→ Data excerpts:
================
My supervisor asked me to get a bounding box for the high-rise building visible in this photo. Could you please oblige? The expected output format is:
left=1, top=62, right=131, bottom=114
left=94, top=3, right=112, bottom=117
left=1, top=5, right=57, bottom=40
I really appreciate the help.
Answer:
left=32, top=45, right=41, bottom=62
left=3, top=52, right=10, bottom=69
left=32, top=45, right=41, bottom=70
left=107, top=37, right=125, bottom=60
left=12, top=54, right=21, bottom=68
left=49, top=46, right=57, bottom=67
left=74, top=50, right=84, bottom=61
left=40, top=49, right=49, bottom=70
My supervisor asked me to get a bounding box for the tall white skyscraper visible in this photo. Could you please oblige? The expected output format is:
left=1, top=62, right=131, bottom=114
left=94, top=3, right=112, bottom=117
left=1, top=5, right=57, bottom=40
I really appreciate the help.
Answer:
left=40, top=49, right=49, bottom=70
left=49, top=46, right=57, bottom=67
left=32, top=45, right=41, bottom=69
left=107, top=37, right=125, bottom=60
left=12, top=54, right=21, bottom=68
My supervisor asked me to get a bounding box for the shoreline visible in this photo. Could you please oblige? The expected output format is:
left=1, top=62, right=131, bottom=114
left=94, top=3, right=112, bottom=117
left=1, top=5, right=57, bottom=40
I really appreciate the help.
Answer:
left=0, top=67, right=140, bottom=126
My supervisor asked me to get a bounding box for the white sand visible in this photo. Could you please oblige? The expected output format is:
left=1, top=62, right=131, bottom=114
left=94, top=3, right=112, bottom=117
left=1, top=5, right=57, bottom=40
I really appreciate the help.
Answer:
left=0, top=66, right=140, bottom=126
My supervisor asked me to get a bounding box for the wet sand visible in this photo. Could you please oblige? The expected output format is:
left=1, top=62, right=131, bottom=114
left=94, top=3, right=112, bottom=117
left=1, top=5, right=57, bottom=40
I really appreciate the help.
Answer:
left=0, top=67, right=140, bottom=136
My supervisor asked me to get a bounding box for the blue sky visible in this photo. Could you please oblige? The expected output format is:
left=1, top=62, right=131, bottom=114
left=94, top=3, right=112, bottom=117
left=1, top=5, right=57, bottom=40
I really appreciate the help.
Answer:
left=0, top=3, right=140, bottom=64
================
→ Your objective: Update the material above so that every "supervisor" becomes "manager", leaving everything else the same.

→ Response below:
My manager asked me to get a bounding box for the high-rise building visible in this photo. Could you please oblige? The expected output format is:
left=1, top=62, right=131, bottom=114
left=94, top=3, right=112, bottom=117
left=1, top=5, right=57, bottom=40
I really appreciate the help.
Answer:
left=32, top=45, right=41, bottom=62
left=3, top=52, right=10, bottom=69
left=32, top=45, right=41, bottom=70
left=107, top=37, right=125, bottom=60
left=12, top=54, right=21, bottom=68
left=49, top=46, right=57, bottom=67
left=74, top=50, right=84, bottom=61
left=40, top=49, right=49, bottom=70
My manager asked me to get a bounding box for the tall white skyscraper visible in this photo. Could you please oblige? The expected output format is:
left=1, top=62, right=131, bottom=114
left=94, top=3, right=112, bottom=117
left=1, top=5, right=57, bottom=40
I really appreciate the help.
Answer:
left=40, top=49, right=49, bottom=70
left=49, top=46, right=57, bottom=67
left=32, top=45, right=41, bottom=69
left=107, top=37, right=125, bottom=60
left=12, top=54, right=21, bottom=68
My manager asked me to get a bounding box for the shoreline visible in this photo. Could you please oblige? The expected output format is:
left=1, top=62, right=131, bottom=114
left=94, top=3, right=112, bottom=117
left=1, top=5, right=57, bottom=40
I really appreciate the help.
Answer:
left=0, top=67, right=140, bottom=126
My manager asked me to get a bounding box for the white sand visible in this photo. Could you please oblige? The expected output format is:
left=1, top=62, right=131, bottom=114
left=94, top=3, right=112, bottom=117
left=1, top=5, right=57, bottom=40
I really appreciate the help.
Answer:
left=0, top=66, right=140, bottom=126
My manager asked me to get a bounding box for the wet sand visible in this photo. Could you please oblige? The expected output format is:
left=1, top=62, right=131, bottom=114
left=94, top=3, right=112, bottom=117
left=1, top=5, right=57, bottom=40
I really appreciate the help.
Answer:
left=0, top=67, right=140, bottom=136
My manager asked me to get a bounding box for the blue sky visible in this photo. Could you please oblige? The expected output format is:
left=1, top=62, right=131, bottom=114
left=94, top=3, right=112, bottom=117
left=1, top=5, right=57, bottom=40
I really appreciate the help.
Answer:
left=0, top=3, right=140, bottom=64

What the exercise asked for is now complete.